[Start Listing]

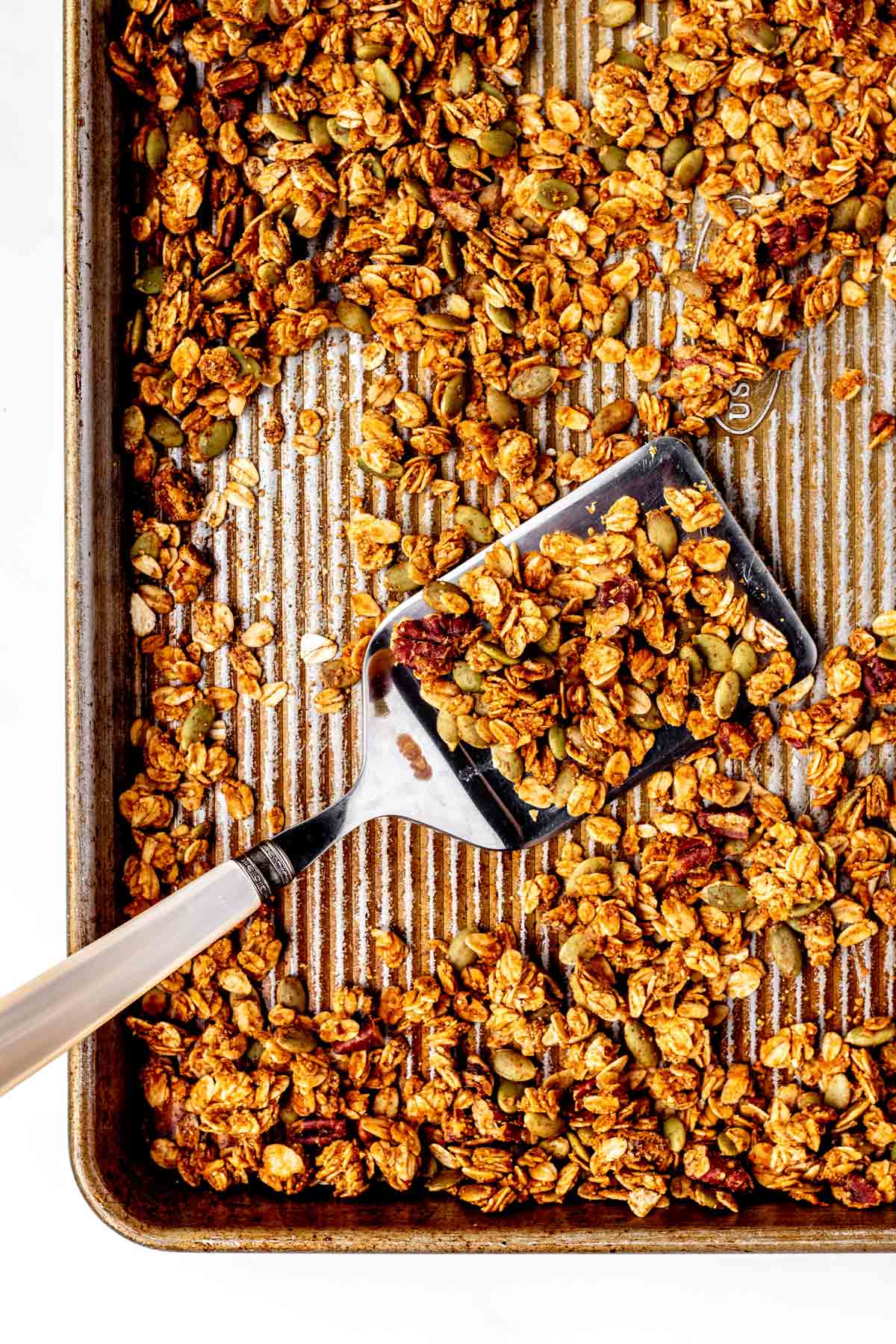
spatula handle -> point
(65, 1004)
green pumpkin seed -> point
(508, 762)
(399, 578)
(501, 409)
(156, 148)
(388, 81)
(862, 1036)
(317, 132)
(462, 154)
(354, 317)
(282, 127)
(727, 694)
(729, 897)
(147, 544)
(166, 430)
(755, 33)
(675, 152)
(217, 440)
(503, 317)
(151, 281)
(675, 1133)
(785, 951)
(534, 382)
(630, 60)
(615, 319)
(453, 398)
(558, 742)
(467, 678)
(615, 13)
(869, 218)
(474, 523)
(541, 1125)
(514, 1066)
(613, 158)
(292, 994)
(462, 81)
(299, 1041)
(689, 168)
(458, 953)
(497, 143)
(641, 1045)
(448, 729)
(744, 660)
(196, 724)
(842, 217)
(714, 651)
(553, 194)
(508, 1095)
(613, 418)
(837, 1093)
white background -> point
(62, 1269)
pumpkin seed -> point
(156, 148)
(689, 168)
(497, 143)
(399, 578)
(744, 660)
(615, 319)
(862, 1036)
(196, 724)
(453, 398)
(474, 523)
(675, 1133)
(553, 194)
(630, 60)
(467, 678)
(508, 762)
(354, 317)
(282, 127)
(729, 897)
(217, 440)
(641, 1045)
(662, 532)
(508, 1095)
(837, 1093)
(613, 418)
(869, 218)
(299, 1041)
(785, 951)
(727, 694)
(755, 33)
(503, 317)
(534, 382)
(462, 75)
(317, 132)
(292, 994)
(615, 13)
(151, 281)
(514, 1066)
(458, 953)
(714, 651)
(501, 409)
(541, 1125)
(388, 81)
(558, 742)
(166, 430)
(550, 641)
(613, 158)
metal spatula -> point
(408, 772)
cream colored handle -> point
(65, 1004)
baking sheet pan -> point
(793, 467)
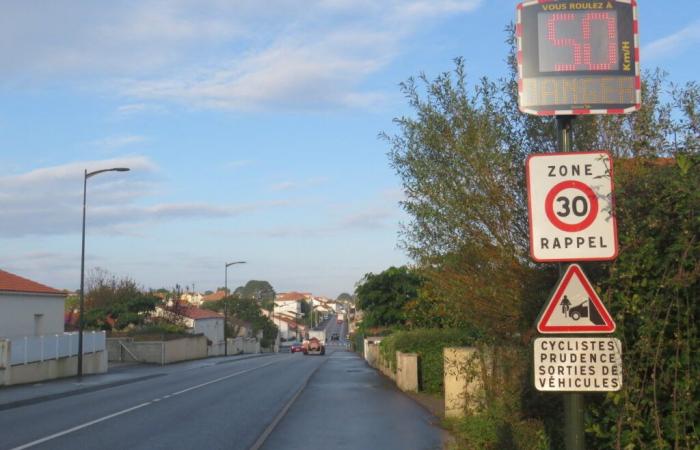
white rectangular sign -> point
(578, 364)
(570, 207)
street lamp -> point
(82, 265)
(224, 300)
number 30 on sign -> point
(570, 207)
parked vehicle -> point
(296, 347)
(318, 334)
(314, 346)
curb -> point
(46, 398)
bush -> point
(494, 431)
(429, 344)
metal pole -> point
(81, 321)
(82, 285)
(574, 435)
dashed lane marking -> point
(134, 408)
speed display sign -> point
(570, 207)
(578, 57)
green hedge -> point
(429, 344)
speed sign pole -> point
(574, 433)
(575, 58)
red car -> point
(296, 347)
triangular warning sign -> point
(575, 307)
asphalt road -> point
(280, 401)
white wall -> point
(213, 329)
(290, 306)
(17, 314)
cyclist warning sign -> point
(575, 307)
(570, 207)
(578, 364)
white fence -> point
(28, 349)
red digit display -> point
(578, 57)
(578, 41)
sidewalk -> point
(117, 374)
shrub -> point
(428, 344)
(491, 430)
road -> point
(279, 401)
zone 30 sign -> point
(578, 57)
(570, 207)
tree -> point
(121, 300)
(383, 296)
(461, 160)
(345, 297)
(248, 309)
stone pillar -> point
(407, 371)
(464, 388)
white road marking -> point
(133, 408)
(80, 427)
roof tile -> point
(10, 282)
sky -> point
(250, 128)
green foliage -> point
(248, 309)
(429, 344)
(461, 156)
(382, 296)
(120, 300)
(493, 431)
(652, 290)
(262, 291)
(345, 297)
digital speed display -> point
(578, 57)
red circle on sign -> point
(590, 195)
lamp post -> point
(224, 300)
(82, 265)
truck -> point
(319, 334)
(316, 344)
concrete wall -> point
(185, 349)
(213, 329)
(158, 352)
(464, 374)
(243, 345)
(17, 314)
(54, 368)
(371, 350)
(407, 371)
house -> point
(243, 328)
(193, 298)
(290, 302)
(28, 308)
(200, 321)
(215, 297)
(289, 330)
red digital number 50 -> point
(581, 51)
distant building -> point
(200, 321)
(193, 298)
(28, 308)
(215, 297)
(290, 302)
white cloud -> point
(116, 142)
(290, 185)
(48, 201)
(138, 108)
(243, 55)
(673, 44)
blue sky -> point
(250, 129)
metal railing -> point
(29, 349)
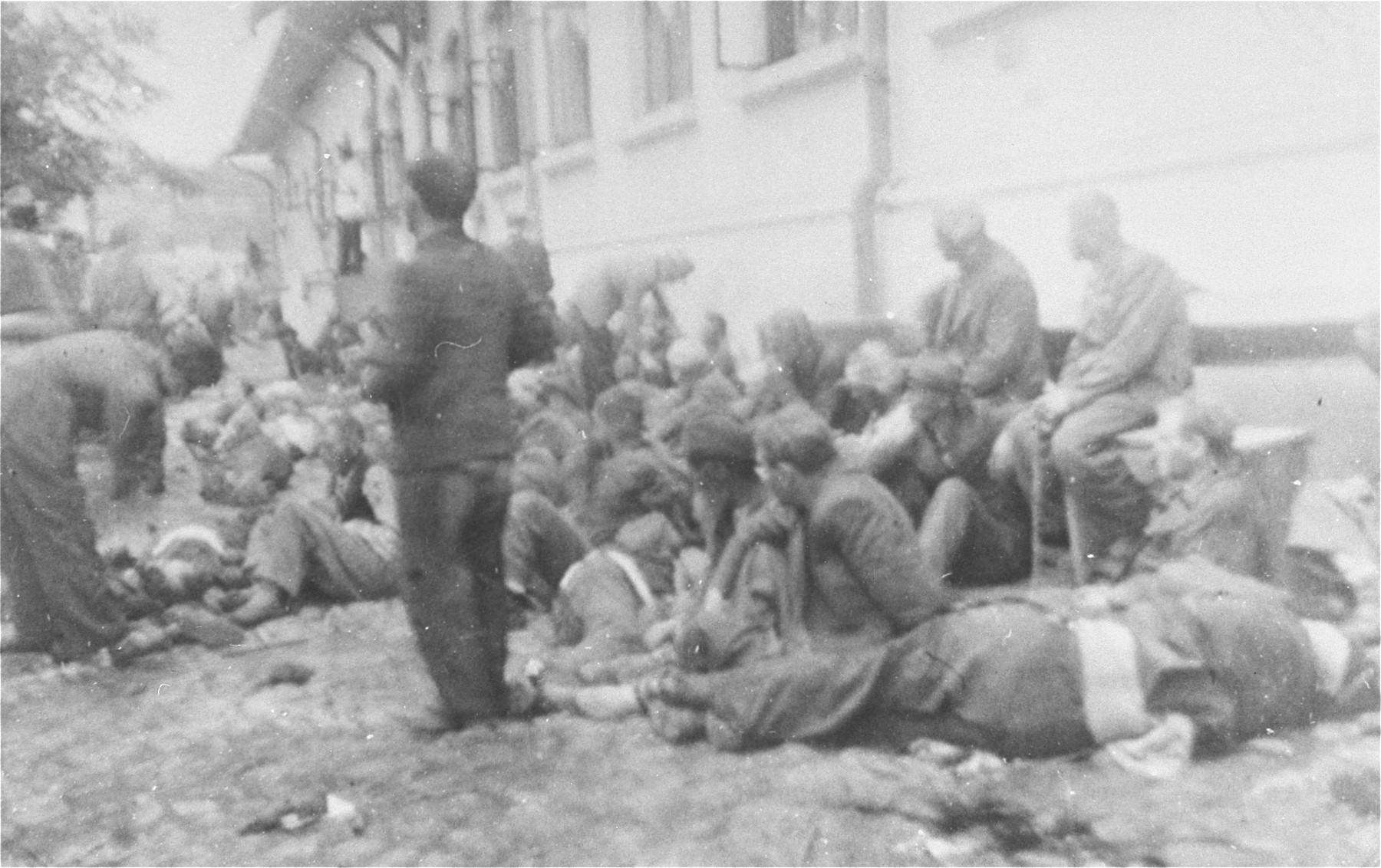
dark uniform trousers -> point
(452, 530)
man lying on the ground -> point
(1033, 675)
(343, 551)
(60, 600)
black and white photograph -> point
(690, 432)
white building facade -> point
(796, 148)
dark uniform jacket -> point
(1135, 337)
(462, 321)
(987, 317)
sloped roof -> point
(307, 46)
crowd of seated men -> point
(847, 544)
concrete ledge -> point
(664, 123)
(568, 159)
(1213, 344)
(815, 67)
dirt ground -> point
(166, 761)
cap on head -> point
(959, 221)
(716, 436)
(796, 435)
(621, 409)
(1211, 422)
(875, 365)
(443, 184)
(935, 374)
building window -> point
(666, 53)
(421, 101)
(460, 113)
(568, 71)
(800, 25)
(503, 89)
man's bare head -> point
(959, 228)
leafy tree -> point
(64, 77)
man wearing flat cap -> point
(735, 613)
(985, 317)
(462, 321)
(1132, 352)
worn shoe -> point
(141, 640)
(262, 603)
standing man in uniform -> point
(1132, 353)
(31, 304)
(119, 293)
(987, 317)
(351, 209)
(462, 321)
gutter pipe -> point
(870, 297)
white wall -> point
(1241, 141)
(753, 179)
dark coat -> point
(462, 321)
(1135, 337)
(987, 317)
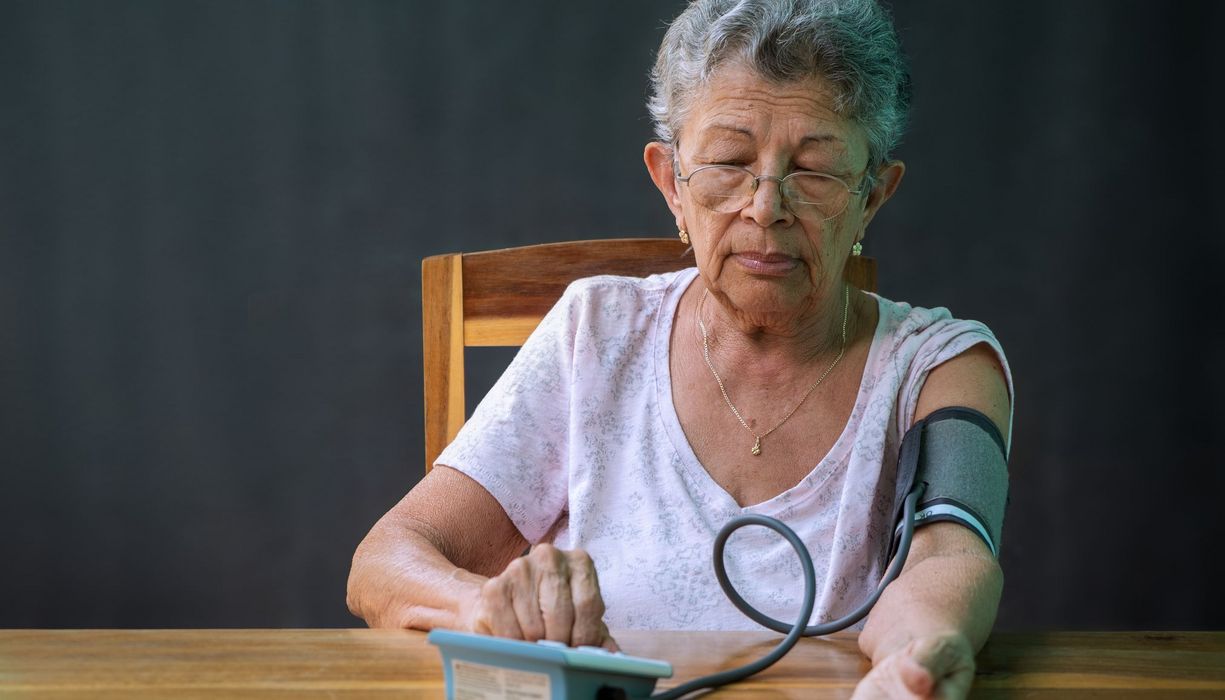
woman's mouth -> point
(766, 264)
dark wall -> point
(212, 217)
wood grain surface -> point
(376, 663)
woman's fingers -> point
(584, 590)
(523, 581)
(495, 613)
(548, 593)
(940, 666)
(553, 598)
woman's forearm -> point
(401, 580)
(940, 593)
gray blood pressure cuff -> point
(961, 459)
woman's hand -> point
(546, 593)
(940, 666)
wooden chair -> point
(497, 298)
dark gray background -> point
(212, 217)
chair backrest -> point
(497, 298)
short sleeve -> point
(516, 443)
(940, 340)
(967, 473)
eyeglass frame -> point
(757, 180)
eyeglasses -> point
(814, 196)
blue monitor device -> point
(486, 667)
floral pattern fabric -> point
(580, 443)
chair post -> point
(442, 351)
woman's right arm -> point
(447, 555)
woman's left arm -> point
(927, 625)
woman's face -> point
(769, 266)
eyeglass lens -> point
(727, 189)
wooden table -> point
(373, 663)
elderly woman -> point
(642, 414)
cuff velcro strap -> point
(959, 455)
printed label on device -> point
(483, 682)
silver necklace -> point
(706, 356)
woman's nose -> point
(767, 206)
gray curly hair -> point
(850, 43)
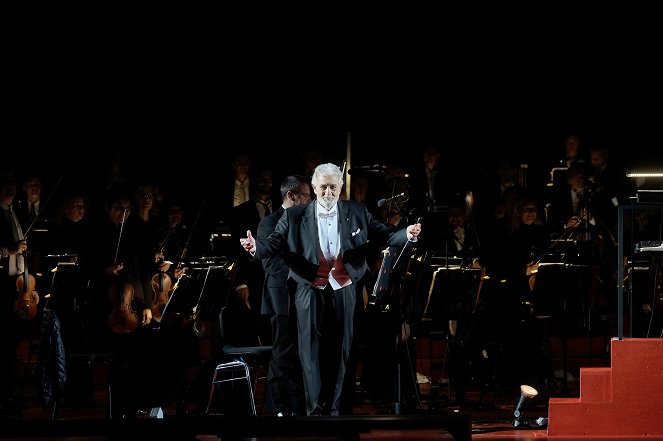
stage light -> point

[End Listing]

• _Goal_
Output the listing as a JSON list of strings, one string per line, starting at the line that contains "blue monitor device -> point" and ending at the last line of the listing. Leave out blank lines and the pictures.

• _Output of the task_
[
  "blue monitor device -> point",
  "(486, 667)",
  "floral pattern fabric -> point",
  "(580, 443)",
  "chair post -> point",
  "(442, 351)",
  "woman's right arm -> point",
  "(447, 555)",
  "woman's left arm -> point",
  "(927, 625)",
  "woman's face -> point",
  "(769, 266)",
  "eyeglass lens -> point",
  "(727, 189)",
  "wooden table -> point",
  "(373, 663)",
  "elderly woman -> point",
  "(642, 414)",
  "cuff velcro strap -> point",
  "(959, 455)",
  "printed label on device -> point",
  "(483, 682)",
  "silver necklace -> point",
  "(706, 356)",
  "woman's nose -> point",
  "(767, 206)",
  "gray curly hair -> point",
  "(850, 43)",
  "stage light -> point"
]